*Task prompt*:
Retype the lines of the listing without any changes, starting with the line that contains "Lightning round! Study the photo above and box every bush" and continuing through the line that contains "[313, 190, 445, 216]".

== Excerpted records ==

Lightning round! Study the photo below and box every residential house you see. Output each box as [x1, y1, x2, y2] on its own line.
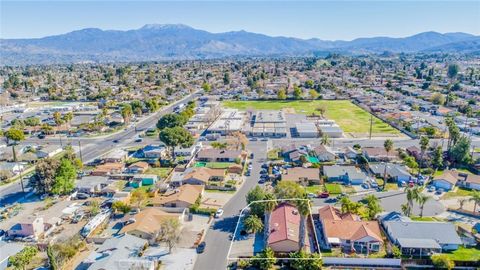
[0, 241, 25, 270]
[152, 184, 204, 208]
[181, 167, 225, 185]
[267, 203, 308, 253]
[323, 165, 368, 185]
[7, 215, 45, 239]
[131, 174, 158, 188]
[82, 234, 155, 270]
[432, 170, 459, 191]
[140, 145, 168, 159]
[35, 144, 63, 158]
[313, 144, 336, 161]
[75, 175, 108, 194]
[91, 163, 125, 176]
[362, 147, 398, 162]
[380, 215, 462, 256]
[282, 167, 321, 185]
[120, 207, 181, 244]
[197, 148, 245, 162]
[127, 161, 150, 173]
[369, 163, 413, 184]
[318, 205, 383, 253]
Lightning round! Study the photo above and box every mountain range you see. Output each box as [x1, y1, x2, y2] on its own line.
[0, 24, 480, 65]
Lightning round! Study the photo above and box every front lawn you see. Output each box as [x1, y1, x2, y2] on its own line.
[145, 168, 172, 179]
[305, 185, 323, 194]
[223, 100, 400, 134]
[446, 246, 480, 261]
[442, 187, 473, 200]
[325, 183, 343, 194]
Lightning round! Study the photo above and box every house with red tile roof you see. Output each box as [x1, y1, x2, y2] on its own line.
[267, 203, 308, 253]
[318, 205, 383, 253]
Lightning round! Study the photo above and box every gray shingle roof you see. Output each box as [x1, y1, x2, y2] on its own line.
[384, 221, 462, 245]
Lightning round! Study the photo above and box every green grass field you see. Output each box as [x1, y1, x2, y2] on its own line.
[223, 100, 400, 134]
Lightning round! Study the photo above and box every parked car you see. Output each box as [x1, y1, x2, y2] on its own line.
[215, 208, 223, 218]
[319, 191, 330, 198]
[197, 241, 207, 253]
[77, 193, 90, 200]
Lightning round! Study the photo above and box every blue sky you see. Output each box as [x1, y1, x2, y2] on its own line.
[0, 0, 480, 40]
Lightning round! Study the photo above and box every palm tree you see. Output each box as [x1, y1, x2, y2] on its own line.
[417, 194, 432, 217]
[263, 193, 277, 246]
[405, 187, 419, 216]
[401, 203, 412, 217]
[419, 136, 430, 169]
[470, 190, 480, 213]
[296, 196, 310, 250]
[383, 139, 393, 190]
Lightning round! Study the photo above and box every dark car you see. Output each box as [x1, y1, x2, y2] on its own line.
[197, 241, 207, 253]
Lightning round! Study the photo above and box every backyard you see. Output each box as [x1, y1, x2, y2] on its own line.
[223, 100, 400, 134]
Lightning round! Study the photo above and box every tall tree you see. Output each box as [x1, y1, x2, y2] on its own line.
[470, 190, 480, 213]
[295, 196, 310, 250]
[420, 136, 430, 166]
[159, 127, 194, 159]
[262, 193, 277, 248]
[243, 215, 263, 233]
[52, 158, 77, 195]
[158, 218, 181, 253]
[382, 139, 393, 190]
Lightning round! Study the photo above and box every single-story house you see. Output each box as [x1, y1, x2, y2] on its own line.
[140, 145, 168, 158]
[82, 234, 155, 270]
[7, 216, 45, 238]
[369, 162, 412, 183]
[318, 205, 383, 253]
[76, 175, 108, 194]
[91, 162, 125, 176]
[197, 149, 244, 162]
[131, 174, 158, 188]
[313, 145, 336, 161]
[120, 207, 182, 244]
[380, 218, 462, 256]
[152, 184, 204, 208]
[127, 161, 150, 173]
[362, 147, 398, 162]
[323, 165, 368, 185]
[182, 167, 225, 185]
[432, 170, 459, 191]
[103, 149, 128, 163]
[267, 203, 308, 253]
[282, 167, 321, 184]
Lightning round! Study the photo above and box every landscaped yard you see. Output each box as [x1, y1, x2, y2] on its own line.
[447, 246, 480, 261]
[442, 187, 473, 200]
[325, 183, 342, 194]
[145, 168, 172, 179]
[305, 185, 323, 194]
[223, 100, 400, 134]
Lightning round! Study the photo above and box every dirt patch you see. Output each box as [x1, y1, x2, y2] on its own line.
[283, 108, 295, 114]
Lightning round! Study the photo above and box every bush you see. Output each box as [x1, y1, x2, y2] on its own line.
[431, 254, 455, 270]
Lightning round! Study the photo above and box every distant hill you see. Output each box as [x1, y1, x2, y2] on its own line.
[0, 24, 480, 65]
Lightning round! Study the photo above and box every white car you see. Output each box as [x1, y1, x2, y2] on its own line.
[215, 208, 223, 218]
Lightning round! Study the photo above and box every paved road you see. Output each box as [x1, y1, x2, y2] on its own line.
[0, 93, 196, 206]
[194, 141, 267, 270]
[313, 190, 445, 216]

===
== Excerpted records ==

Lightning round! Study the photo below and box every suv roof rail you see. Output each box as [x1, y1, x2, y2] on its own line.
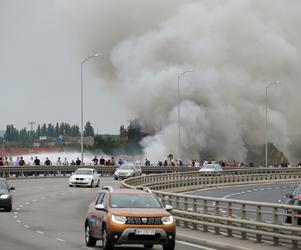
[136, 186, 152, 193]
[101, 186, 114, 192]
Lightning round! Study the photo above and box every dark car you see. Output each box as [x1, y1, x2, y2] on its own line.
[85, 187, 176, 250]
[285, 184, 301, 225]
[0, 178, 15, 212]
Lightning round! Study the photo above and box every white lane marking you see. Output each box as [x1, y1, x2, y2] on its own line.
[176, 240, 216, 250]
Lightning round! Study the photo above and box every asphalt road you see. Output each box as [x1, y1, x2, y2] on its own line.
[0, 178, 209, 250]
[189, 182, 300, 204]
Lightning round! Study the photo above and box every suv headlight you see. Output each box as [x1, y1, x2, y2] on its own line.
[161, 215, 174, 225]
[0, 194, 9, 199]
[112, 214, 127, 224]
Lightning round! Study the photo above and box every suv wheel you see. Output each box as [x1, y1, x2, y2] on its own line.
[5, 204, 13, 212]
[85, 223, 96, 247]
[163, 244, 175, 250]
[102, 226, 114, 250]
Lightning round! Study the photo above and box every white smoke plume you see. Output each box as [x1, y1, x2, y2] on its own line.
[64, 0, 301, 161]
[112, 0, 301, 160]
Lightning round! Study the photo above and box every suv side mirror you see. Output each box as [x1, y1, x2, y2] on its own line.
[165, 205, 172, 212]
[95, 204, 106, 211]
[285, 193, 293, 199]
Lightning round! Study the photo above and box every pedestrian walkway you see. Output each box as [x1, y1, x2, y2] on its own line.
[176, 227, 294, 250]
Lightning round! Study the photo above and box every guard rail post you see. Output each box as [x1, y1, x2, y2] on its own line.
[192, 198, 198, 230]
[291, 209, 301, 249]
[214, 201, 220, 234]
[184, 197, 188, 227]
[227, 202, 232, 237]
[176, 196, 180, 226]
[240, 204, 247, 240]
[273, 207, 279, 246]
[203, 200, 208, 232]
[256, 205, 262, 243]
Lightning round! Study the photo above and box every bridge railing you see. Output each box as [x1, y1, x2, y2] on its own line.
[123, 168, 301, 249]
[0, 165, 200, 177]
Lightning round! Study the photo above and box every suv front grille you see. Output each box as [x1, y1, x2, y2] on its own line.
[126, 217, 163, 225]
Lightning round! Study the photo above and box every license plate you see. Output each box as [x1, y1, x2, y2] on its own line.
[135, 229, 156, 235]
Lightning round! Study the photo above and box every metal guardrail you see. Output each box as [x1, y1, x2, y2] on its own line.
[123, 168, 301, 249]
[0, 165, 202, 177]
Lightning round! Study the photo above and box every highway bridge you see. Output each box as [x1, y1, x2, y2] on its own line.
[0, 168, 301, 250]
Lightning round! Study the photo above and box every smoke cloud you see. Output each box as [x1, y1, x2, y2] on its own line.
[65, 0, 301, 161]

===

*Result of this task*:
Lightning round! Study the photo above and box every bush you see. Output each box as [x1, y1, x2, y2] on its own line.
[431, 254, 455, 270]
Lightning round! Study the photo above and box every distant hill you see. Output each box as [x1, y1, x2, y2] on its own line.
[0, 24, 480, 65]
Lightning round! Study the photo above and box every white car you see. Output each box as [x1, y1, x2, y2] on its own line.
[215, 208, 223, 218]
Lightning round! Study the photo above and box every paved road you see. Output each box as [x1, y1, x2, y2] on its own line.
[0, 93, 196, 206]
[194, 141, 267, 270]
[313, 190, 445, 216]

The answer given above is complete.